━━ Records for this task ━━
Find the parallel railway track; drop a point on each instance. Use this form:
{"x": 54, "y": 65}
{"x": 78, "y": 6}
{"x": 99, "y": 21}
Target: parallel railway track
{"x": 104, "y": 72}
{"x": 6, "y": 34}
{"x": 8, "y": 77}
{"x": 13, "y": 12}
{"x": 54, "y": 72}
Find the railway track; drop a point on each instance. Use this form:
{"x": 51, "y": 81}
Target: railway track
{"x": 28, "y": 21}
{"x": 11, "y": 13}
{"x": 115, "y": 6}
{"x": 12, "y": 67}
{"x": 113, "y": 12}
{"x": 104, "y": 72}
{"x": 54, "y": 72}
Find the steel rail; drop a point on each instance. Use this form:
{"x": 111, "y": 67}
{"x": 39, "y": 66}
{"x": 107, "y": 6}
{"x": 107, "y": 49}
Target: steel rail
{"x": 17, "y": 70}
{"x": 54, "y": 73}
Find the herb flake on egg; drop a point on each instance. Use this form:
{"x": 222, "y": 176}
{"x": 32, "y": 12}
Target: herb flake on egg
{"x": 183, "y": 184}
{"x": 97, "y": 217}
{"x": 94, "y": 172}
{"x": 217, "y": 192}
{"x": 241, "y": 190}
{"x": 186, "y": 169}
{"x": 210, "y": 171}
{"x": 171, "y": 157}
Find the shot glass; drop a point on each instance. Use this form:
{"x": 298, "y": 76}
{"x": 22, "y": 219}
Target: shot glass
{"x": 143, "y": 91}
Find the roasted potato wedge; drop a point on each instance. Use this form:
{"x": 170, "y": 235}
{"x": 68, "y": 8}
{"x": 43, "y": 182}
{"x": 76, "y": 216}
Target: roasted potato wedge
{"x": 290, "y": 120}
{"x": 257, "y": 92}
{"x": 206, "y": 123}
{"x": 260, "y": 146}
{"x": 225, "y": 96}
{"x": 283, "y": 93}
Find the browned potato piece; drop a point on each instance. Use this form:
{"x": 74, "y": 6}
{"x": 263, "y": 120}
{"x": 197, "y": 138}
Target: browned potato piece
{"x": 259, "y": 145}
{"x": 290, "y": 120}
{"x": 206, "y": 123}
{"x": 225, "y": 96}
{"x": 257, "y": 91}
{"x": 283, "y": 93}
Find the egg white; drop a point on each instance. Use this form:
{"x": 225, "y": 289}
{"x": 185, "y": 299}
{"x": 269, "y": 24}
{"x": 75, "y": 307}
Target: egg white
━━━
Update the rows in the stretch from the line containing "Find the roasted" through the end of the rows by replacing "potato" with "sweet potato" wherever it appears, and leave all else unchanged.

*Output*
Find the roasted sweet potato wedge; drop a point on each instance. Use this form:
{"x": 170, "y": 235}
{"x": 68, "y": 8}
{"x": 43, "y": 182}
{"x": 76, "y": 216}
Target: roasted sweet potato wedge
{"x": 290, "y": 120}
{"x": 257, "y": 92}
{"x": 206, "y": 123}
{"x": 260, "y": 146}
{"x": 225, "y": 96}
{"x": 283, "y": 93}
Find the browned sweet potato piece; drop a point on each instance. Use this form:
{"x": 74, "y": 6}
{"x": 263, "y": 120}
{"x": 197, "y": 138}
Target: browned sweet potato piece
{"x": 259, "y": 145}
{"x": 290, "y": 120}
{"x": 206, "y": 123}
{"x": 225, "y": 96}
{"x": 257, "y": 91}
{"x": 283, "y": 93}
Find the egg white; drop a point on each instance. Use this form:
{"x": 225, "y": 289}
{"x": 185, "y": 299}
{"x": 269, "y": 24}
{"x": 75, "y": 307}
Target: egg white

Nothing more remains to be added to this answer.